- [SOURCE]:

799 F.2d 1268
17 Envtl. L. Rep. 20,011
SAN LUIS OBISPO MOTHERS FOR PEACE and the Sierra Club, Petitioners,
UNITED STATES NUCLEAR REGULATORY COMMISSION, and the United
States of America, Respondents,
Pacific Gas and Electric Company, Respondent-Intervenor.
United States Court of Appeals,
Argued and Submitted Aug. 13, 1986.
Decided Sept. 11, 1986.
Edwin F. Lowry, Dian M. Grueneich, Grueneich & Lowry, San Francisco, Cal., for petitioners.
Edwin Meese, III, U.S. Dept. of Justice, William H. Briggs, Jr., Nuclear Regulatory Com'n, Richard K. Willard, Dept. of Justice, C. Sebastian Aloot, Nuclear Regulatory Com'n, Washington, D.C., for respondents.
Richard F. Locke, Pacific Gas & Electric Co., San Francisco, Cal., Bruce Norton, Norton, Berry, French & Perkins, Phoenix, Ariz., for respondent-intervenor.
Petition to Review a Decision of the United States Nuclear Regulatory Commission.
Before MERRILL, NELSON and WIGGINS, Circuit Judges.
NELSON, Circuit Judge:
San Luis Obispo Mothers for Peace and the Sierra Club (petitioners) challenge an order of the Nuclear Regulatory Commission (NRC) granting operating license amendments for Units 1 and 2 of the Diablo Canyon Nuclear Power Plant (Diablo Canyon). The license amendments permit Pacific Gas & Electric Company (PG & E) to expand the capacity of the on-site radioactive spent fuel storage pools at Diablo Canyon. The NRC found that the license amendments involved "no significant hazards consideration" and made them immediately effective without prior public hearings. Because the NRC violated its own regulations in finding no significant hazards consideration with respect to the Diablo Canyon amendments, we reverse this finding and remand to the NRC for the public hearings contemplated by the Atomic Energy Act.

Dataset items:

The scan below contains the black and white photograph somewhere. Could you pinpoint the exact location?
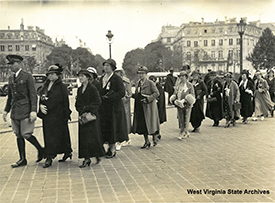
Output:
[0,0,275,203]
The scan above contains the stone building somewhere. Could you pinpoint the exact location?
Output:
[158,17,274,73]
[0,19,54,64]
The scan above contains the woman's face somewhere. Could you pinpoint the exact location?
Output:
[138,72,147,80]
[103,63,113,73]
[78,74,89,84]
[242,74,247,80]
[48,73,58,81]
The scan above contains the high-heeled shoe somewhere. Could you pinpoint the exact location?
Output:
[79,159,91,168]
[58,153,73,162]
[140,142,151,149]
[43,158,53,168]
[106,151,116,159]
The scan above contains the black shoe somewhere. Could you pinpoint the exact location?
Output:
[79,159,91,168]
[140,142,151,149]
[58,153,73,162]
[11,159,27,168]
[43,158,53,168]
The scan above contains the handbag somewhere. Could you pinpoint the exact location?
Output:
[78,112,96,125]
[207,97,217,103]
[233,102,242,111]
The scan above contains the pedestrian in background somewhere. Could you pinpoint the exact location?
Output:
[3,55,44,168]
[99,59,129,158]
[206,71,224,127]
[115,68,132,151]
[190,70,207,132]
[223,73,240,128]
[170,71,196,140]
[253,70,274,120]
[38,64,73,168]
[132,66,160,149]
[239,70,254,124]
[149,75,167,140]
[164,68,176,105]
[75,69,105,168]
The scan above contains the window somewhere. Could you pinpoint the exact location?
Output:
[25,45,30,51]
[219,51,223,59]
[228,50,233,58]
[8,45,12,51]
[211,39,215,46]
[15,45,20,51]
[211,51,215,59]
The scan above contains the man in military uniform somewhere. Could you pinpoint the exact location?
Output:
[3,55,44,168]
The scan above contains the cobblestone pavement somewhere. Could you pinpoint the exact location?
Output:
[0,104,275,203]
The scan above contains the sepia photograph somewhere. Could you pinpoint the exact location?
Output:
[0,0,275,203]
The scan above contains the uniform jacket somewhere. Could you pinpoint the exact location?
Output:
[5,70,37,120]
[133,79,160,134]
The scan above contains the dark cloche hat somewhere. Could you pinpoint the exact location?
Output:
[102,59,116,70]
[6,54,23,64]
[46,63,63,75]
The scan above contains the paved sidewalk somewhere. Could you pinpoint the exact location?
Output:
[0,108,275,203]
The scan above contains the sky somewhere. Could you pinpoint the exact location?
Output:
[0,0,275,67]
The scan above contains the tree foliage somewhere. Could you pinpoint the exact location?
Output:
[247,28,275,69]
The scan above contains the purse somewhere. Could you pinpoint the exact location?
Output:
[233,102,242,111]
[207,97,217,103]
[78,112,96,125]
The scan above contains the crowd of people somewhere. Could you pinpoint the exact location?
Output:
[3,55,275,168]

- [TASKS TO COMPLETE]:
a - Transcribe the Diablo Canyon court opinion above between "United States Court" and "D.C., for respondents.", inclusive.
b - According to the Diablo Canyon court opinion, what did the license amendments permit Pacific Gas & Electric Company to do?

- [EXPECTED OUTPUTS]:
a -
United States Court of Appeals,
Argued and Submitted Aug. 13, 1986.
Decided Sept. 11, 1986.
Edwin F. Lowry, Dian M. Grueneich, Grueneich & Lowry, San Francisco, Cal., for petitioners.
Edwin Meese, III, U.S. Dept. of Justice, William H. Briggs, Jr., Nuclear Regulatory Com'n, Richard K. Willard, Dept. of Justice, C. Sebastian Aloot, Nuclear Regulatory Com'n, Washington, D.C., for respondents.

b - Expand the capacity of the on-site radioactive spent fuel storage pools at Diablo Canyon.